● **Instructions to follow**
Which lines of the records below contain the string "pixel"? Report each of them.

● **Listed entries**
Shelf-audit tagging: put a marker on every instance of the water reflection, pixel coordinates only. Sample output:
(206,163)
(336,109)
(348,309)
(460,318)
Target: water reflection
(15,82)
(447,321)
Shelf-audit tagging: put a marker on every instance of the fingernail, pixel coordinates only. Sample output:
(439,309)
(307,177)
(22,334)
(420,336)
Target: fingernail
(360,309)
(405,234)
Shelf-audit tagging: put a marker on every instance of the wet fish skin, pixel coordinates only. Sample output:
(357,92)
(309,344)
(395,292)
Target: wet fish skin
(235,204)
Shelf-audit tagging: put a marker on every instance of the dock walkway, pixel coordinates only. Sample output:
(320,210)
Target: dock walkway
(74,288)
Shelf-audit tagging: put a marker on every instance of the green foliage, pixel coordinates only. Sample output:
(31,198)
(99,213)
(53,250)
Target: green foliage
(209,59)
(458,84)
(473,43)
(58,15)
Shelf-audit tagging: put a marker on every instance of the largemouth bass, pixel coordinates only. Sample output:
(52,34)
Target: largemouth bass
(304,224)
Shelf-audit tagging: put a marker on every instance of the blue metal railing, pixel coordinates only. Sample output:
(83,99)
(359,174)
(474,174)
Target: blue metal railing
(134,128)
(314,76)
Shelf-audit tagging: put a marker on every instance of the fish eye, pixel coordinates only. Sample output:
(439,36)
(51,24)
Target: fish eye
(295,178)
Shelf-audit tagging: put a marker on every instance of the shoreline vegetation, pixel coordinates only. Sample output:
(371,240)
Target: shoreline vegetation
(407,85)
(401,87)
--
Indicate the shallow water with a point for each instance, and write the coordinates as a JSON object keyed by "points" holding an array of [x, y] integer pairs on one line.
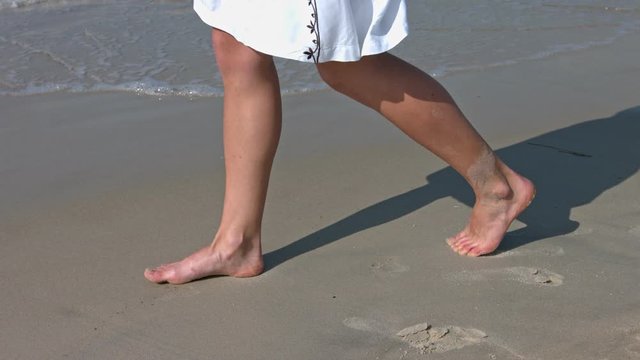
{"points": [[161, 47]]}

● **Task response**
Shelf-audit tagging: put a marker on every instance of the water reflection, pixel coordinates only. Sample output:
Shelf-audit tagging: put a marker on every instance of the fingernail, pixel coordinates only. Sample output:
Shelf-audit tagging: put a marker on every instance of the wet fish skin, pixel coordinates only. Sample output:
Shelf-audit tagging: put a marker on every instance of the dock walkway, pixel coordinates only. Sample output:
Shelf-audit tagging: put a marker on every instance of the green foliage, pixel coordinates only. Sample output:
Shelf-audit tagging: put a marker on every instance of the largemouth bass, pixel coordinates only. Sample output:
Shelf-audit tagging: put a marker on every instance of the blue metal railing, pixel coordinates only. Sample output:
Shelf-audit tagging: put a marker on every instance of the fish eye, pixel coordinates only. Sample output:
Shelf-audit tagging: put a marker on every instance of the shoreline vegetation, pixel coordinates only. Sample output:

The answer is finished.